# Task goal:
With pictures left out, retype the lines from the start of the records through the one that contains "Tag every instance of the person".

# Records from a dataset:
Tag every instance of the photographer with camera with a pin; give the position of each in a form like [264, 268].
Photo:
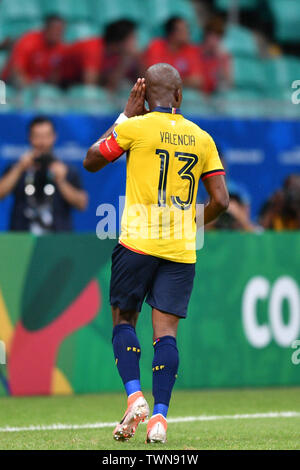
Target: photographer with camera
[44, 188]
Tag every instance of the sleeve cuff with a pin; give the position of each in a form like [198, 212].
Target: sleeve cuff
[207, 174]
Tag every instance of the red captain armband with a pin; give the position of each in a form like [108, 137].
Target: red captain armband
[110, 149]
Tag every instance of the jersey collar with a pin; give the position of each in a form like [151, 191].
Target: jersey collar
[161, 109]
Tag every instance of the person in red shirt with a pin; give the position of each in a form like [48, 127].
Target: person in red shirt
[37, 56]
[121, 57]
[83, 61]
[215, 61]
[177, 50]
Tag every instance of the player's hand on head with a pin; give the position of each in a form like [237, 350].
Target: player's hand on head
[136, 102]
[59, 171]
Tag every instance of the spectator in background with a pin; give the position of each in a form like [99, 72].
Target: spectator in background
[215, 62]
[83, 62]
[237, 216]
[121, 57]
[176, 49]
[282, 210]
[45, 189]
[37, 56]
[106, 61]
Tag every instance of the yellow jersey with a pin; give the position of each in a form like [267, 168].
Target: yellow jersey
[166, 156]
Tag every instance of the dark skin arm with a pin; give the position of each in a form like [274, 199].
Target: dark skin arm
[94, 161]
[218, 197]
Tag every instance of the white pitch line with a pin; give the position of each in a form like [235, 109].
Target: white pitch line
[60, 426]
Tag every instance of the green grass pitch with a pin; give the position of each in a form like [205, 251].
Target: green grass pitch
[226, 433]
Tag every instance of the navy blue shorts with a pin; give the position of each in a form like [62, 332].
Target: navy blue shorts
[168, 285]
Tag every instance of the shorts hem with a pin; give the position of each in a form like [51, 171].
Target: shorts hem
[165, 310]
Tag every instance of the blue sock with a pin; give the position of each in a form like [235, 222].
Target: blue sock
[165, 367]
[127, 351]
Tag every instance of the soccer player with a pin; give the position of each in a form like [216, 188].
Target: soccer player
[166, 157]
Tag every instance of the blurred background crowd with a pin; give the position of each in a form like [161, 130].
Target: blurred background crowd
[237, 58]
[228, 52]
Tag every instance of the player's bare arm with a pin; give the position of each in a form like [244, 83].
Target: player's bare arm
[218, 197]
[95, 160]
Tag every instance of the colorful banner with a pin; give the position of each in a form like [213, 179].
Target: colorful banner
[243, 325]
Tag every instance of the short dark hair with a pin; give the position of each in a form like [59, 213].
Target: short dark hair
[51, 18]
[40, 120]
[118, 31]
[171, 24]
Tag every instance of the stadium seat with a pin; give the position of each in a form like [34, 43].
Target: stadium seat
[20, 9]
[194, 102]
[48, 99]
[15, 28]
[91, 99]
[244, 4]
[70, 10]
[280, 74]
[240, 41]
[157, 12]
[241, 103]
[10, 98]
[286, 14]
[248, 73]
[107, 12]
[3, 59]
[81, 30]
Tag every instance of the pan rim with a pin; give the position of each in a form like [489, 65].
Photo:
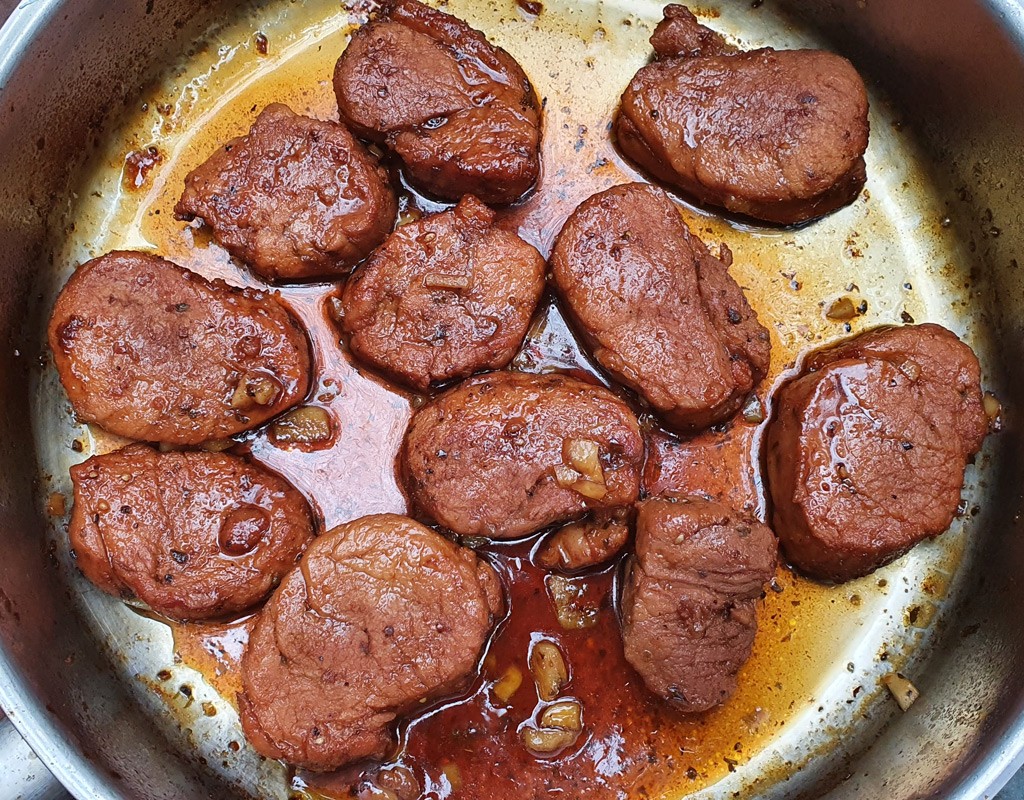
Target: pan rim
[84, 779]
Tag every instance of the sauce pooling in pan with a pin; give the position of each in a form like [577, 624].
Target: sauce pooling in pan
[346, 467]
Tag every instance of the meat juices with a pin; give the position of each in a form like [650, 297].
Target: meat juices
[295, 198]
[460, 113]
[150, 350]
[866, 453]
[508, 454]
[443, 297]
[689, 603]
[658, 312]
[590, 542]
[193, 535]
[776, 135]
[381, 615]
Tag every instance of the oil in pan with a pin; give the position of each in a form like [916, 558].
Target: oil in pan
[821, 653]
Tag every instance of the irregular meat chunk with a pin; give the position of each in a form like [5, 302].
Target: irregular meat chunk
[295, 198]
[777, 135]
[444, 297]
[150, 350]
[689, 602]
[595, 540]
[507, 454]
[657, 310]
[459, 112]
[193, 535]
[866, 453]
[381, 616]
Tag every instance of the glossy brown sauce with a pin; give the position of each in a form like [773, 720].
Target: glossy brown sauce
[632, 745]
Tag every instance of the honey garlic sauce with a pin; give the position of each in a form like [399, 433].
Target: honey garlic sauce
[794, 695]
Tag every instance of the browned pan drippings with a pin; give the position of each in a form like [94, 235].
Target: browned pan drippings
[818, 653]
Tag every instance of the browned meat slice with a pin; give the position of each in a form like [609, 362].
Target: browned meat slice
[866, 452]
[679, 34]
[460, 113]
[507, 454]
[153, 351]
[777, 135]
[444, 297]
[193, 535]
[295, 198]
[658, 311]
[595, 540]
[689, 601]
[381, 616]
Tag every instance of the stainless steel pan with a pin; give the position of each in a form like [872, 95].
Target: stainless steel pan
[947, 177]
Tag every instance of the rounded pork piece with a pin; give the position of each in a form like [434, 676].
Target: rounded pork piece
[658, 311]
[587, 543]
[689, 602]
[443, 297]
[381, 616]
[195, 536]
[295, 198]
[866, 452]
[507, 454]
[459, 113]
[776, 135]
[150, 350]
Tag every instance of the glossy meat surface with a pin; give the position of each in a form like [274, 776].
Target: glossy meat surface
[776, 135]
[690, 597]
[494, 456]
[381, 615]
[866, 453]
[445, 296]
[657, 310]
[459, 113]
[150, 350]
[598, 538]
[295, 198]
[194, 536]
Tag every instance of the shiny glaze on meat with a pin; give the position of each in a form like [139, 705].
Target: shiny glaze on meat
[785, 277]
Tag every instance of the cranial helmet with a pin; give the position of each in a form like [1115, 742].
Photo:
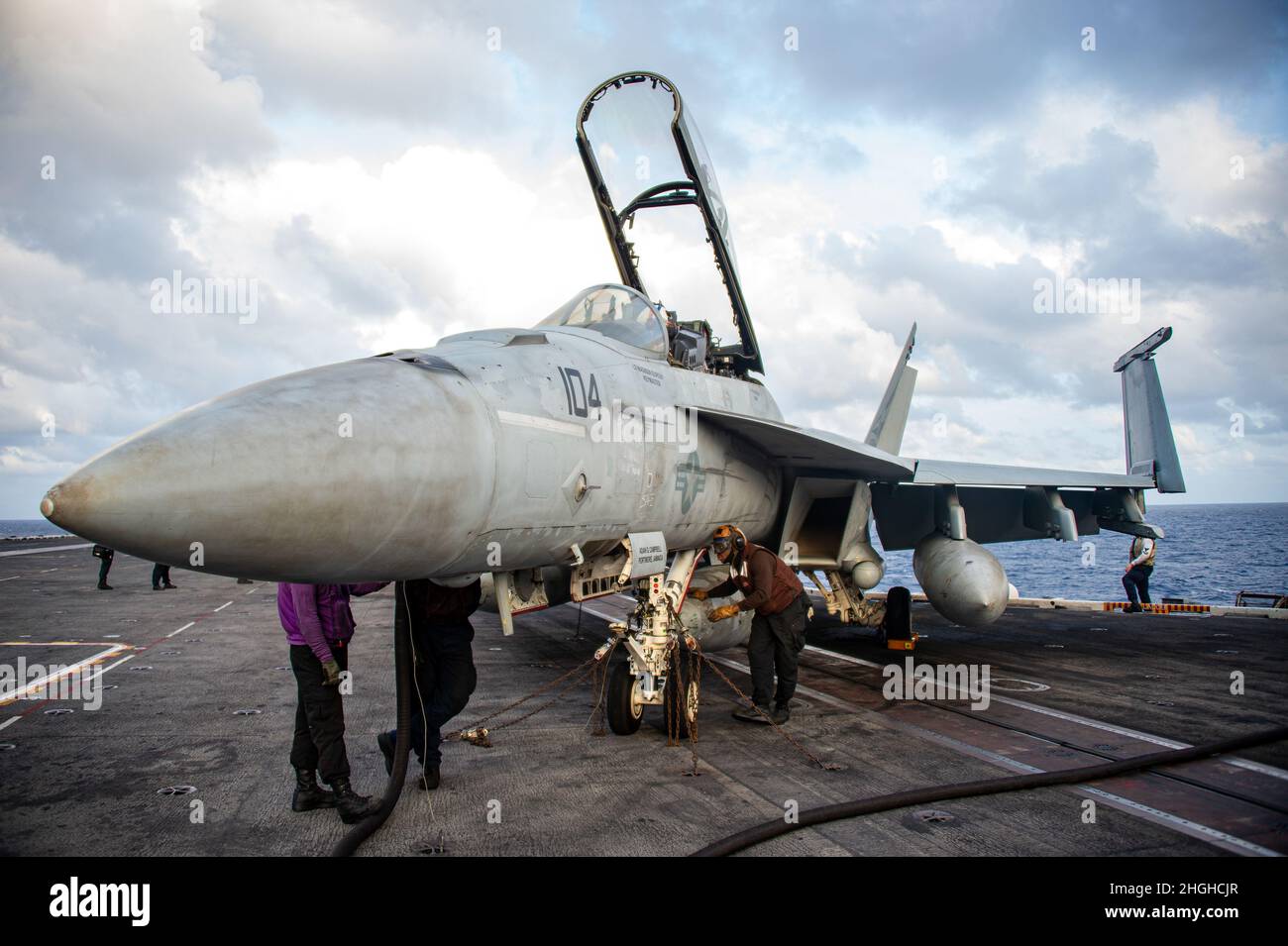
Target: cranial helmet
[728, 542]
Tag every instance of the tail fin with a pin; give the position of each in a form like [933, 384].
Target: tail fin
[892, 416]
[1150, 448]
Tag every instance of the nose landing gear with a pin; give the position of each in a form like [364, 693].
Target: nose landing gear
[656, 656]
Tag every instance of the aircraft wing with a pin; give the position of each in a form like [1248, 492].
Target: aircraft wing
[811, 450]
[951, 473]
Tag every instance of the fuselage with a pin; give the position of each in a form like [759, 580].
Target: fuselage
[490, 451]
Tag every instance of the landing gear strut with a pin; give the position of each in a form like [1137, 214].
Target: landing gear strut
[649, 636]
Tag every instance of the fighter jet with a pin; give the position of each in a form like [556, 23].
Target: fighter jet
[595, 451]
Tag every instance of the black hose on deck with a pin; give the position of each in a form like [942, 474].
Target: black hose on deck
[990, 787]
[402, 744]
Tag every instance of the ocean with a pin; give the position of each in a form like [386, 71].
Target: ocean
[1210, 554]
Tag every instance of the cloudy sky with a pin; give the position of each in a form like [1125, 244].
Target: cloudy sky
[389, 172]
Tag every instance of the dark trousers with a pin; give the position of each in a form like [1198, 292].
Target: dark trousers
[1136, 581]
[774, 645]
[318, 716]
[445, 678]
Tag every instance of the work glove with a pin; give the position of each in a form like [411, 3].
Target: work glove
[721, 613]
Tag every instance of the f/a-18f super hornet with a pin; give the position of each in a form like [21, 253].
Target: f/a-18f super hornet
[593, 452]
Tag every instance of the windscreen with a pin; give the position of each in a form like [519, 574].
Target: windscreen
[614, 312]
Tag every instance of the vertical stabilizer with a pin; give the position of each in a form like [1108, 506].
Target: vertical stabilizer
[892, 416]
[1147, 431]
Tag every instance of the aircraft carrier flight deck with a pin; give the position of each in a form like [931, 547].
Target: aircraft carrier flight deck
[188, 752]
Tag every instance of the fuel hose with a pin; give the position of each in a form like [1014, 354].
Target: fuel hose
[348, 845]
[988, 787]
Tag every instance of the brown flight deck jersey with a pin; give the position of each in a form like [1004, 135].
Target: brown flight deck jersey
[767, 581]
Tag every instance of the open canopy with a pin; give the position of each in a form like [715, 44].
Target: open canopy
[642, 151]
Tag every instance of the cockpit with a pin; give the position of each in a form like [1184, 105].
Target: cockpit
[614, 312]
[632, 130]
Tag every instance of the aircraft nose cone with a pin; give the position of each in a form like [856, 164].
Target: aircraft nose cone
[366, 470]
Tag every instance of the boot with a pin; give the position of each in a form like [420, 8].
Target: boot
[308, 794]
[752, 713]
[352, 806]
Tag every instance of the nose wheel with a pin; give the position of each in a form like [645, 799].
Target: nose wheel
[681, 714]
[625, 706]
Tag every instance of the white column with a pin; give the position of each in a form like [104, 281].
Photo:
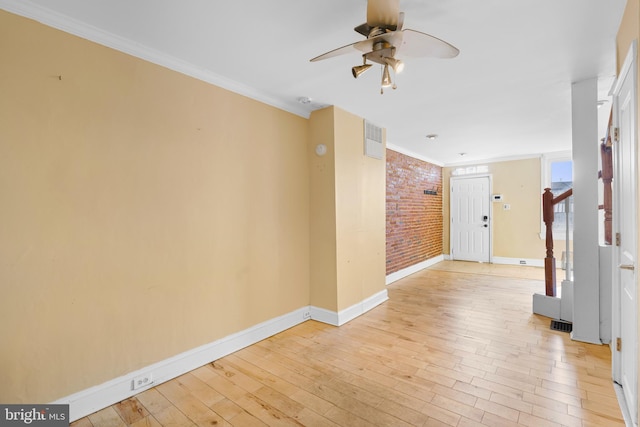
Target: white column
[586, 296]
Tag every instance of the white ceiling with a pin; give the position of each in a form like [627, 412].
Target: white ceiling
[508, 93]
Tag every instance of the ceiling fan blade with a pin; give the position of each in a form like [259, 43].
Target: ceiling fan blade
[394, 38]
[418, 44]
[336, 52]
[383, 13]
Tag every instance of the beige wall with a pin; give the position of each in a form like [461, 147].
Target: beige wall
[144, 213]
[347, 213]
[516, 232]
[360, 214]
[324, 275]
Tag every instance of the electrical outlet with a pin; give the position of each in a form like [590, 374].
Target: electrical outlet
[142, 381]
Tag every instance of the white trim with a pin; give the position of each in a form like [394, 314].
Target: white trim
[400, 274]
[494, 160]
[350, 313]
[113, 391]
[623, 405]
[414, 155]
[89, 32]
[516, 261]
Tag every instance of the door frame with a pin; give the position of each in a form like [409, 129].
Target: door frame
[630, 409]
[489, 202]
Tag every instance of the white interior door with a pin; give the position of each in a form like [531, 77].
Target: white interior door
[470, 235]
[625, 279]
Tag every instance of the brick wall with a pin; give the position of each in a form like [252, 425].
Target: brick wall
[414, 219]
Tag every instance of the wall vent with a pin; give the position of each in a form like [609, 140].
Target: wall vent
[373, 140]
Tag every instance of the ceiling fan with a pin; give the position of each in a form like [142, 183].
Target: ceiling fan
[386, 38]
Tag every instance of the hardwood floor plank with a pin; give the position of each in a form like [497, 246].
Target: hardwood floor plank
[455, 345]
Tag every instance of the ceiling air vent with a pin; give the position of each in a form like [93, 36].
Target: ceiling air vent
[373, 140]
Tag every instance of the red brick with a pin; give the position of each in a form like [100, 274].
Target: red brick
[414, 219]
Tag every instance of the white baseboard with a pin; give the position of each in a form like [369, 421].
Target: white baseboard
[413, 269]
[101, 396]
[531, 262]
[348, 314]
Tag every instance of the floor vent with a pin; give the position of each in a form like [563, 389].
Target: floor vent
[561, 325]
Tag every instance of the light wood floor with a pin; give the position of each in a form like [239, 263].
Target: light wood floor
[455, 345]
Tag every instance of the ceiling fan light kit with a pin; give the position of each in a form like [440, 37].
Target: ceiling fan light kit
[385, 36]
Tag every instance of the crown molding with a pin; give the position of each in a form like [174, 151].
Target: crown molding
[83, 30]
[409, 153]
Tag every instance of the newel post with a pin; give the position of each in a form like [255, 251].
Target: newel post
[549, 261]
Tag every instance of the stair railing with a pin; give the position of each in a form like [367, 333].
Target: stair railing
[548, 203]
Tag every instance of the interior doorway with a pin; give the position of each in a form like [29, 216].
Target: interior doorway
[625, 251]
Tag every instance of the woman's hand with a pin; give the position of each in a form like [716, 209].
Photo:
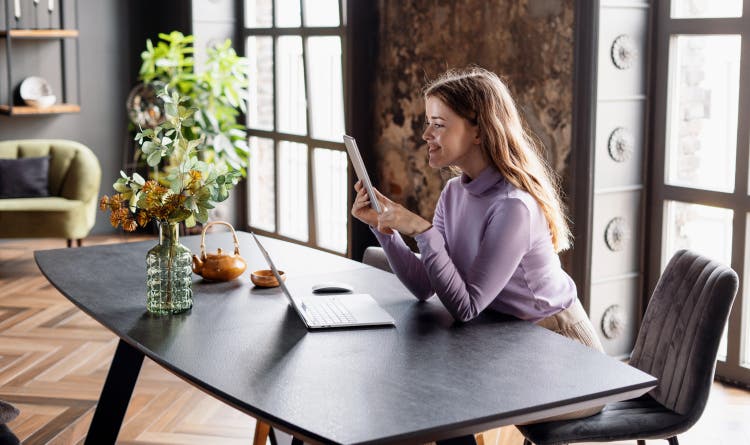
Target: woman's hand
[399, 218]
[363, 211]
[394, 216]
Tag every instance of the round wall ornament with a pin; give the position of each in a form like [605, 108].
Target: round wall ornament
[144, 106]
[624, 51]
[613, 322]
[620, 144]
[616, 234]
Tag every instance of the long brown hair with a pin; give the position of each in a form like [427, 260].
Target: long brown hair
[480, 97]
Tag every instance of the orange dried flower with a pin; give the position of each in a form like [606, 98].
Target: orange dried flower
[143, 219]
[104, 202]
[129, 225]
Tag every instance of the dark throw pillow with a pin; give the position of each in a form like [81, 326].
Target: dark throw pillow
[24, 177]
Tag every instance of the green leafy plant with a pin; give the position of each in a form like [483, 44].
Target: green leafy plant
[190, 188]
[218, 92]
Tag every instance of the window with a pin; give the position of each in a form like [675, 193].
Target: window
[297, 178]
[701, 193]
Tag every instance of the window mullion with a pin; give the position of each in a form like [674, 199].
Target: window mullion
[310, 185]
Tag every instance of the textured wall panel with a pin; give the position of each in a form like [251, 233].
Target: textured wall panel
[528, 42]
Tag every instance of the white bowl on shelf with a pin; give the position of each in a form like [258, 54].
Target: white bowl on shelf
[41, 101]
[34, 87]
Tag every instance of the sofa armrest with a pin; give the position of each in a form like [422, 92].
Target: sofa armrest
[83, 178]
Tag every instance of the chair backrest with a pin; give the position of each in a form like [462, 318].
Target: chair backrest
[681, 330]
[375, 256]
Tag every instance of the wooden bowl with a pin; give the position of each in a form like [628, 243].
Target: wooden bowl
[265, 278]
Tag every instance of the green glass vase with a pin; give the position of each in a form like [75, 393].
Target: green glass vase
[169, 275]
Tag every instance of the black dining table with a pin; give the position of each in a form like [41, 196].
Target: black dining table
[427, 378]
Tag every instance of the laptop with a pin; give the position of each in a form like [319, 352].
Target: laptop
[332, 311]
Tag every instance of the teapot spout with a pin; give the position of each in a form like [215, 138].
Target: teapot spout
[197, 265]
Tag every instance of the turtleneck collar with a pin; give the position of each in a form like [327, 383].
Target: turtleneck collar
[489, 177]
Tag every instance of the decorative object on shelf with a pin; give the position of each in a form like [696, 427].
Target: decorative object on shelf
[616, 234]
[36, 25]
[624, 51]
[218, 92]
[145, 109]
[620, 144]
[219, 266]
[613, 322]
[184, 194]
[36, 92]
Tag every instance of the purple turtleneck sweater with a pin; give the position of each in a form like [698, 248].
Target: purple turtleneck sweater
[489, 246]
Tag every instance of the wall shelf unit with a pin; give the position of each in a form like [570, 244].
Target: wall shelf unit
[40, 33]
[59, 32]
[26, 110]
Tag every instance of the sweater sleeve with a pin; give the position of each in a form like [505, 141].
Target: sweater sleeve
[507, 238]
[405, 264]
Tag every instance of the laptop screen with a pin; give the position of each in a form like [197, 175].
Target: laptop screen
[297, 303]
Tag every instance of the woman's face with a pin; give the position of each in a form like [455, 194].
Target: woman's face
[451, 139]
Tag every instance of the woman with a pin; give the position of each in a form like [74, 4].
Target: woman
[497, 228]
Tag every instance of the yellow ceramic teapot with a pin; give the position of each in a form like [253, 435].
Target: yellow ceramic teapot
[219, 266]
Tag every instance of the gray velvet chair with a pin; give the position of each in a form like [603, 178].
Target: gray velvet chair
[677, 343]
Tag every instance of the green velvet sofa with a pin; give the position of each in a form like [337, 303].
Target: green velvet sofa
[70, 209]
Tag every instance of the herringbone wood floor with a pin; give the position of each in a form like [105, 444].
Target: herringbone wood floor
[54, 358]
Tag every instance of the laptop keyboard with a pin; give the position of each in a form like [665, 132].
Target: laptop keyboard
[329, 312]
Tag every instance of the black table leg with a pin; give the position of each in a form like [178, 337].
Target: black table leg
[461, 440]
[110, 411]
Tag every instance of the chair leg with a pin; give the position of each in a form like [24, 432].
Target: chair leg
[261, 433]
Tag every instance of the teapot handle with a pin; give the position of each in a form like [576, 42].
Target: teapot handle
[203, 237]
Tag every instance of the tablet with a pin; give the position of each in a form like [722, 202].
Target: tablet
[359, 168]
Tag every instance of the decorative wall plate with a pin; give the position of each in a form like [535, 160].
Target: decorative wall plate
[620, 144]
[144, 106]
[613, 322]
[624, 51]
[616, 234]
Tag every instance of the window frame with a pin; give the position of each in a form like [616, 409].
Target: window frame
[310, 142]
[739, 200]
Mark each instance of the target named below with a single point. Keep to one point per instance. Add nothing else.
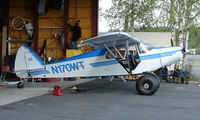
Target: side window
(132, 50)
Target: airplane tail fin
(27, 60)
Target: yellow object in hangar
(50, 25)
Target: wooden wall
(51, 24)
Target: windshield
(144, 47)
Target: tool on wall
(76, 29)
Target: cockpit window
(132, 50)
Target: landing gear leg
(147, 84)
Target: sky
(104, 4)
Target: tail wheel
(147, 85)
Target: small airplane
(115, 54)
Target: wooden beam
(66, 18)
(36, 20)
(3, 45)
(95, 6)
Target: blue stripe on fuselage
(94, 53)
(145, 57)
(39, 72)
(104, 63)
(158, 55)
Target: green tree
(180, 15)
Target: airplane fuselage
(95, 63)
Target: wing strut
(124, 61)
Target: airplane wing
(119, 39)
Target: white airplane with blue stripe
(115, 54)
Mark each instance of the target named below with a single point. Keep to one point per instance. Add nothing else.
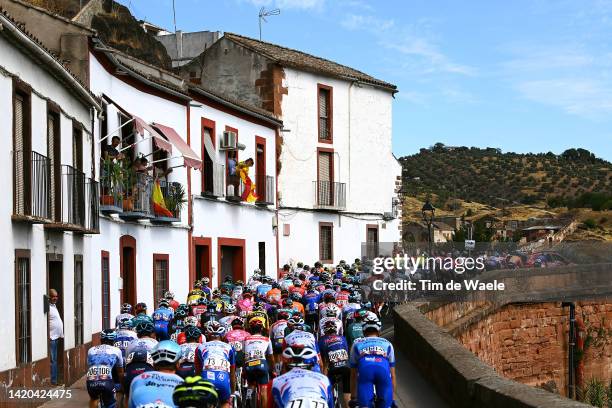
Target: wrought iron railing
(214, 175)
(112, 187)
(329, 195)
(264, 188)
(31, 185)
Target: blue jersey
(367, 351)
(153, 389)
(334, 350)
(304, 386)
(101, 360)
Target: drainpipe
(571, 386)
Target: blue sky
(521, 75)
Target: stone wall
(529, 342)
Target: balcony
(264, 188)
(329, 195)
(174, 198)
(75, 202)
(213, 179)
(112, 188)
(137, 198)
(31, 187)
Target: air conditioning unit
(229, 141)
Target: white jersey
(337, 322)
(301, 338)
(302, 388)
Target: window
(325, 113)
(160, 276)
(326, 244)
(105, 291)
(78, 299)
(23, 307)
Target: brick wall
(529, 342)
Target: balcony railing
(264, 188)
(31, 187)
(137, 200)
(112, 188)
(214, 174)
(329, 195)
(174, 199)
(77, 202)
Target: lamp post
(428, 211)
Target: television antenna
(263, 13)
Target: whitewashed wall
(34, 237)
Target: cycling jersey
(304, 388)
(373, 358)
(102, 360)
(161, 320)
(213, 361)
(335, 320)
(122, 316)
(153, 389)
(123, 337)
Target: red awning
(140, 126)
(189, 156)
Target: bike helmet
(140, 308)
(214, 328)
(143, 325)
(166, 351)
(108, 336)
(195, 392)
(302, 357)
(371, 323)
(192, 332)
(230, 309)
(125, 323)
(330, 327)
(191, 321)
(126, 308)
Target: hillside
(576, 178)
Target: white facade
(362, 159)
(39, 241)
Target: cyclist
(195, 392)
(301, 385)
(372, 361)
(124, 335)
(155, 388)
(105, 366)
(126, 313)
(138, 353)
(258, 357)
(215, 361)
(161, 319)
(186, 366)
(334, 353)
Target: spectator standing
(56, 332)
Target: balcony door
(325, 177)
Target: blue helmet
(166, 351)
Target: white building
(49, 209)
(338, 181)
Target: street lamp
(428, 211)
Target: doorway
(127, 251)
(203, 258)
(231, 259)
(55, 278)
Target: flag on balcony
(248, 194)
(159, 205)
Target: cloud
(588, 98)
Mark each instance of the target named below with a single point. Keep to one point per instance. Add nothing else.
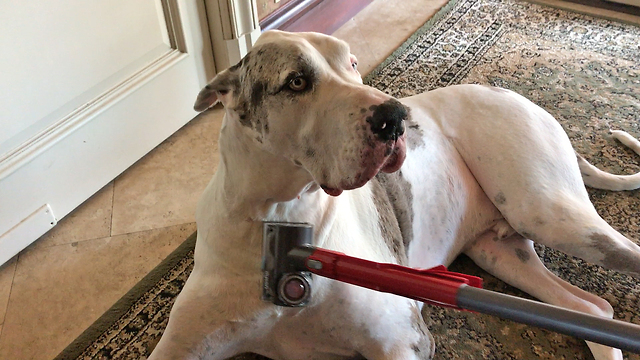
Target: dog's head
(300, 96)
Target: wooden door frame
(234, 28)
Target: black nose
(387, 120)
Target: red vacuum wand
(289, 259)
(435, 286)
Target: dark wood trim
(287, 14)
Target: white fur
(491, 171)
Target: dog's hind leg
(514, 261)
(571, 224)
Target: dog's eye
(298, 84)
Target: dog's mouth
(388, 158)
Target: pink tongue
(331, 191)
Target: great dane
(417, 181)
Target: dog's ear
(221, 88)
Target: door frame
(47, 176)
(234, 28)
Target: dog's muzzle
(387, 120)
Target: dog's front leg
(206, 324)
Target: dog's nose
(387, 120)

# Task result:
Tag every instance of the photographer with camera with a pin; give the position of each in a form like [264, 268].
Photo:
Target: photographer with camera
[44, 188]
Tag every instance of the sleeve cuff with a pin; give the position of each in a form like [198, 212].
Target: sleeve cuff
[207, 174]
Tag every instance of the red captain armband with a pin; give the position of each in a form like [108, 137].
Target: red captain armband
[110, 149]
Tag every instance of the jersey collar with a pin; give the position of each in a form like [151, 191].
Target: jersey collar
[161, 109]
Tag every instance of the person in red shirt with a pin; give the position of each in a form like [48, 127].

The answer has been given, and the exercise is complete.